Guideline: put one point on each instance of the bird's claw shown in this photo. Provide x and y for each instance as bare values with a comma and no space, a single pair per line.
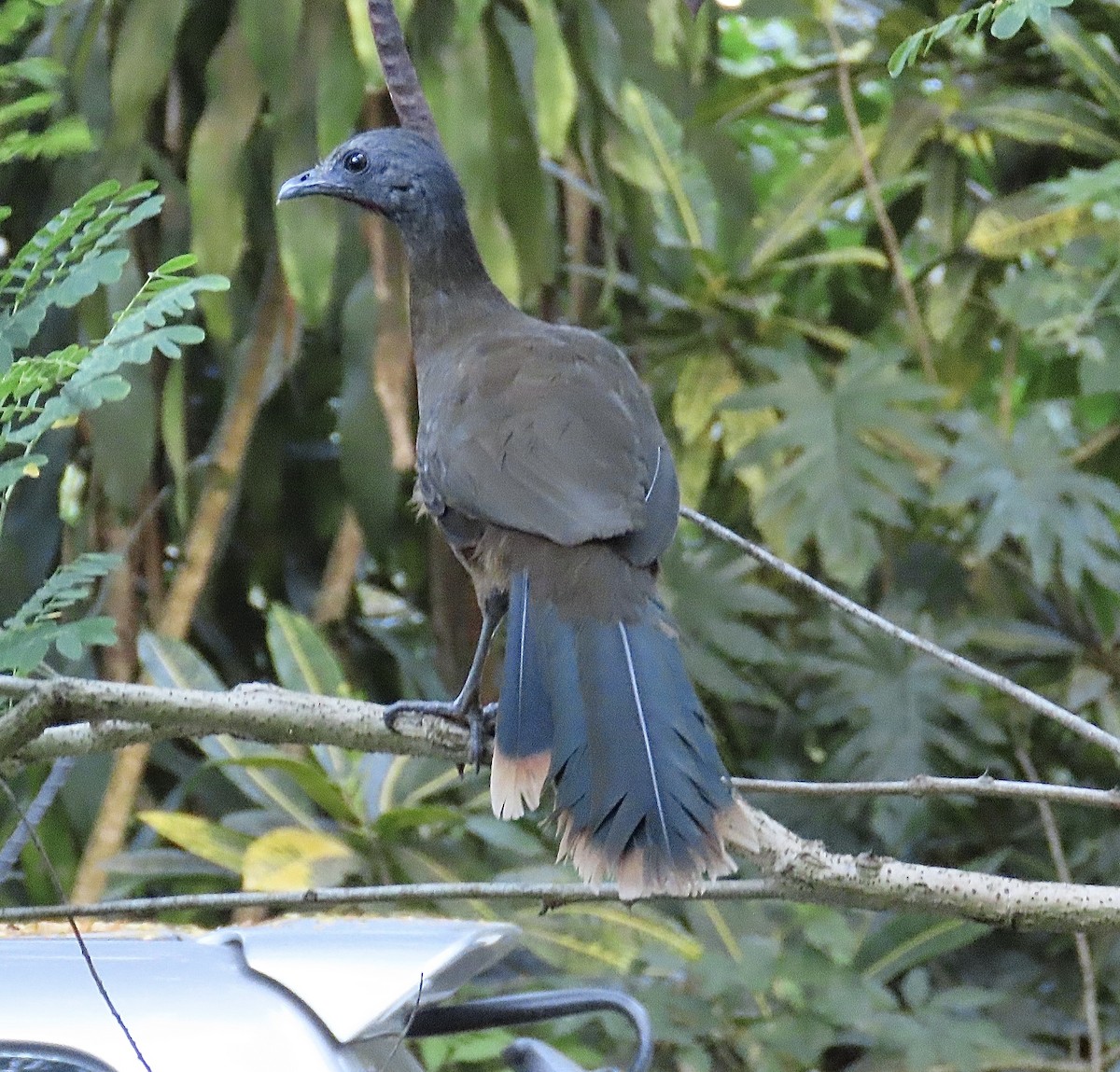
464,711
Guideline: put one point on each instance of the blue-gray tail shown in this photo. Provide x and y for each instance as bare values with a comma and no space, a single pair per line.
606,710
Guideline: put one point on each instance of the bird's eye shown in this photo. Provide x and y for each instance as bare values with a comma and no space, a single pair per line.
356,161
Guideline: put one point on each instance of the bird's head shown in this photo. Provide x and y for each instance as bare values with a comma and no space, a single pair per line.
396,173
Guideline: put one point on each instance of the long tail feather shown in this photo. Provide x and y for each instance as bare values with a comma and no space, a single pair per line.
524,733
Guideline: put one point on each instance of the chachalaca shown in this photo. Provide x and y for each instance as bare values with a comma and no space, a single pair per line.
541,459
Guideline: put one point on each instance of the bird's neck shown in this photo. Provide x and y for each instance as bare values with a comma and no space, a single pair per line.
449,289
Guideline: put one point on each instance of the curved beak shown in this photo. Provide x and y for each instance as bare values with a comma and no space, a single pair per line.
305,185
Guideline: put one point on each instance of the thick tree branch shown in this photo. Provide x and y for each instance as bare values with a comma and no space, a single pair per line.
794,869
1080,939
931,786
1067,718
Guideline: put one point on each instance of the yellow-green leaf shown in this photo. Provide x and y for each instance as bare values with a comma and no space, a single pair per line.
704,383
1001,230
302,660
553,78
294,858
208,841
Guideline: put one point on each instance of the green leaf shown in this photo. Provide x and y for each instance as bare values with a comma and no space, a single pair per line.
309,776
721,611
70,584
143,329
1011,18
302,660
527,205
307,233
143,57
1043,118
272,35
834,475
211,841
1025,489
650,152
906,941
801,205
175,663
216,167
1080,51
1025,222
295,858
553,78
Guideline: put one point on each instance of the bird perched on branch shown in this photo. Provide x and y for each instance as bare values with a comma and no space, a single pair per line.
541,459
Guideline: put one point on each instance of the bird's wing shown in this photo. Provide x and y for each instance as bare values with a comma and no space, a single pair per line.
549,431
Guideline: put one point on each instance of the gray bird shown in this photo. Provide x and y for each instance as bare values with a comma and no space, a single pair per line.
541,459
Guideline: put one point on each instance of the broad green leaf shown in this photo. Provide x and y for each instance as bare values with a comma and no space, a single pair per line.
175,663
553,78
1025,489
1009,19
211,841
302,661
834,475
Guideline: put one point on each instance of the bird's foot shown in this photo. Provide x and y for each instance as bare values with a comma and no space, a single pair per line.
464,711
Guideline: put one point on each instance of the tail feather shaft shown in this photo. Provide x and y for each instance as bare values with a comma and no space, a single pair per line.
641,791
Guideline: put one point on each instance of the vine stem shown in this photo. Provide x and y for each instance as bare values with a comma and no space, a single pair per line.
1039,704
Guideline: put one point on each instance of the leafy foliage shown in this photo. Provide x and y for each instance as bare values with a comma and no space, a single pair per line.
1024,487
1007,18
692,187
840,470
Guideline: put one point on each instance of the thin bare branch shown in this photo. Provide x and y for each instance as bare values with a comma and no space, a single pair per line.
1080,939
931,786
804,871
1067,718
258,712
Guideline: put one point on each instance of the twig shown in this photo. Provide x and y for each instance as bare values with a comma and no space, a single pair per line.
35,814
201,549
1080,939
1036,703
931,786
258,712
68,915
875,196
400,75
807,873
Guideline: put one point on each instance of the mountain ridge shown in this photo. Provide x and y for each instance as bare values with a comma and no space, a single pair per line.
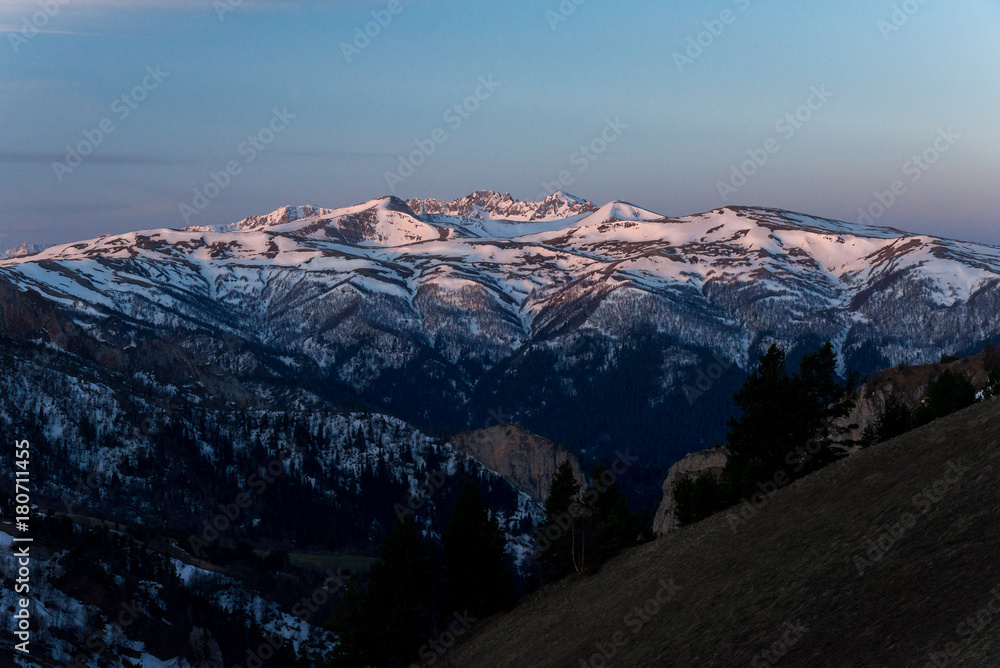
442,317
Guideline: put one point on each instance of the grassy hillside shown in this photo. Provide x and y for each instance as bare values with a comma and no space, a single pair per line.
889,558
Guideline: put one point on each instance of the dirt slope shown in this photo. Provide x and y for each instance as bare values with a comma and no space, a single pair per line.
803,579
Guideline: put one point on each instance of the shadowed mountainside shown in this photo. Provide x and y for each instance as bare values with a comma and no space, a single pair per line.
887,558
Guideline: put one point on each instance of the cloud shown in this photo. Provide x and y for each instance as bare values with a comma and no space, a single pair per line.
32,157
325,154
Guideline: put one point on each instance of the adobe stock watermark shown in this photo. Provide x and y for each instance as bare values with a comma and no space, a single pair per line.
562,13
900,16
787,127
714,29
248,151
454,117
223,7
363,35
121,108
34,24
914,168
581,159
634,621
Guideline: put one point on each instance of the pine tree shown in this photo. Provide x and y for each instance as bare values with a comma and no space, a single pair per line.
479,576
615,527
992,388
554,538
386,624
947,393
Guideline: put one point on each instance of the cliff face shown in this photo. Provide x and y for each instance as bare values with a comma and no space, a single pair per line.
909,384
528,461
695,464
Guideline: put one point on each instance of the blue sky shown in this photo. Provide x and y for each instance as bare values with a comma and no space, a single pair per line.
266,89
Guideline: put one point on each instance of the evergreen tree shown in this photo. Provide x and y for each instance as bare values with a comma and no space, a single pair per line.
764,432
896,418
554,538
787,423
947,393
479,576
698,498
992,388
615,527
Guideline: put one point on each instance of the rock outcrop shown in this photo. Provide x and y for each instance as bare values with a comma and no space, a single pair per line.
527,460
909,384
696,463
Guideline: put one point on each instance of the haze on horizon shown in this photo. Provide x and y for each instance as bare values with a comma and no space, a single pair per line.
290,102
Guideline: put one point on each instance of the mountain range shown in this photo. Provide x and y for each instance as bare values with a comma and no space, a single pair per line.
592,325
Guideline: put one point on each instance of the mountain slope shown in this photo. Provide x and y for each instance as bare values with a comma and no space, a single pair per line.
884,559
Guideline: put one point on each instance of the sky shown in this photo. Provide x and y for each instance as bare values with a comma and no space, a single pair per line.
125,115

REQUIRED TASK: Return the entries unchanged, save for the pictures, which do not belong in the copy.

CORRECT ANSWER:
Guideline: put one point on each instance of the bird's claw shown in this photo. Provide x and y for each instance as bare values with a comma and no space, a single pair per line.
464,711
Guideline: put one point on each instance of the blue-gray tail shown in this photo. Provide x and y for each instance as bare values with a comma and no space, a single pair per line.
606,710
Guideline: put one point on each instance of the bird's eye shown in this photo. Provide x and y for each instance as bare values with a comma and no space, a single pair per line.
356,161
Guideline: put one point on each instance of the bird's head shown in this photo. Provide x and y for each instance as bare values with a comma and no space, a single pair per line.
396,173
Guideline: put one point on each instance of the long tail feather shown in this photo. Provide x and y for each instance as bare values with a comma and no space, a single pair per line.
524,733
Guideline: put one point on each instance of the chachalaca shown in this photo. Provide x and y for each instance as bare values with a comma and no space, a single pair per line.
541,459
Guideline: put one point on each instance of the bird's neck shown in this photo. Provide x and y for each instance as bare values with a comma and no space, a single pair per line.
449,289
Guideline: put one point on each instance of the curved beak shown in this photo. Provide x and y for each instance as bare values with a comma and no space, a single pair per line.
305,185
Guideline: put one point on each instance of the thick tree branch shown in this photo. Provide x and y for each instance as bare values with a comma and no space, a single pair per line.
794,869
1080,939
931,786
1067,718
Guideline: put one point on each instance of the yellow-green leaf shown in this photo. Provide x and y for each instance as bare values with a comma and no space, a single pair per line.
704,383
1001,230
302,660
553,78
294,858
208,841
Guideline: put one point on each instance of the green leaf shown in this photo. Provide x and y for each instance as bare values with a comma and no space, a single pair per line.
309,776
721,611
70,584
143,329
1011,18
302,660
527,205
307,233
143,57
1043,118
272,35
834,475
211,841
1025,489
650,152
906,941
801,205
175,663
216,167
1080,51
1025,222
295,858
553,78
Guideline: put one point on each instance of the bird perched on branch shown in this photo. Provide x and y for each instance as bare values with a comma and no space, a single pair per line.
541,459
Guideline: put one point on each instance of the bird's wing shown in this photo. Provide x and y for each instance as bare values with a comma and no space, a single pair per line.
549,431
Guideline: put one point on each instance of the gray bird shown in this photo. Provide x and y for each instance as bare values with a comma and no space, a single pair per line.
541,459
Guideline: put one point on each instance of the broad green leaf shown in this photo. Provide x and y for each instance as bare values with a comma and no space, a single pair per line.
175,663
553,78
1025,489
1009,19
211,841
302,661
834,475
Guideline: put one point on each instance of the bird's foot shown in this photo. Provide x and y for each instance as bare values with a comma and no space, a single pair per line.
464,711
Guideline: put one point on each instance of the tail feather shaft shown in this photo. Provide x and y for each instance as bare values with a comma and no space, a single pair per line.
641,791
Guideline: put one point on each instance of the vine stem shown in this photo. Provide x and y for each instance as bare values with a comma and no space, a single pair per line.
1039,704
Guideline: put one point on each instance of the leafy foliage shown in this photo. Provide x and y for each instance as bare values with a comma and no space, a single pair per line.
1024,487
1007,18
692,187
840,470
Guideline: put one point on each instance of the thin bare branch shown in this photo. Provide x and y for each instance as bare values with a comma and no space, a single pair per line.
1080,939
931,786
804,871
1067,718
258,712
Guideline: put one point on each instance of the twig shown in this photo. Provide x and y for each instance as bare values with a comma and no space, a single pair per line.
35,814
201,549
1080,939
1036,703
931,786
258,712
68,915
875,196
400,75
807,873
Guideline: put one point on each instance of the mountain ridge shown in this photo. Provide x and y for each instance as bare values with a comma and no space, a single pair per line.
442,317
Guideline: put one point on each instance of the grassy hillside shown in this photo. Provide x and y for each instance as bare values with a comma and no space, a single pair per line.
889,558
Guideline: put one point on each instance of the dirt slope shown in this photo. Provide x and y for each instance as bare values with a comma and no space, a single pair per line.
803,579
Guideline: put one point on each instance of the shadowed mountainside shown in this photo. Provide x and y for each instance as bare values with a comma and no space, a single pair per line.
887,558
Guideline: put one point on each instance of the cloud shown in this photo. Provide x and y for each instance as bare values with a comma and no space, a single pair per line.
32,157
325,154
Guideline: put one point on each instance of the adobe stock watermark shown in this photo. Provide x and y for each instance as bare values with a comma and no space, a single pair per line.
562,13
900,16
787,127
714,29
248,151
454,117
223,7
363,35
121,108
34,24
914,168
581,159
634,621
Guideline: put one point on each instance of the pine tree shown in this photo. Provide x and y for each instance as bare values with a comma and no space, a single pair per line.
479,576
615,527
992,388
554,538
386,624
947,393
Guideline: put one point on each instance of the cliff face shown in this photo. Provide x and y for each instance as bare values with a comma and no space, a single pair per line.
909,384
528,461
695,464
Guideline: put one point on each instance of the blue sky shown in this photo. Provide x and y for each instance as bare values with a comma and no space, a single pair per line.
266,89
Guideline: put one point on each instance of the evergreen tree shown in this photo. Provide x and y for each instance as bare values with a comma and no space, a single pair per line.
764,432
896,418
554,538
787,423
947,393
479,576
698,498
992,388
615,527
Guideline: put one point on each instance of the rock outcrop shown in this photo. Provide x and y for each instance as bare values with a comma and no space, a single pair per line.
527,460
909,384
696,463
Guideline: put one point on each instance of the haze on horizon shown in this photo. Provide x and y for each instance as bare values with a comma and no space, a single pair per line.
290,102
Guideline: put one point on each instance of the mountain range shown in this photo. Provide x and y for each instance as bare values with a comma and no space, a single pair per line.
592,325
Guideline: put one point on each instance of the mountain slope shown in this photo. Provide x and y for each instance as bare values with a comma and no space, a single pair per line.
884,559
Guideline: put one point on each instance of the sky shown in this photo. Provide x and y for each instance as bare values with a comma and no space, a single pair per line.
125,115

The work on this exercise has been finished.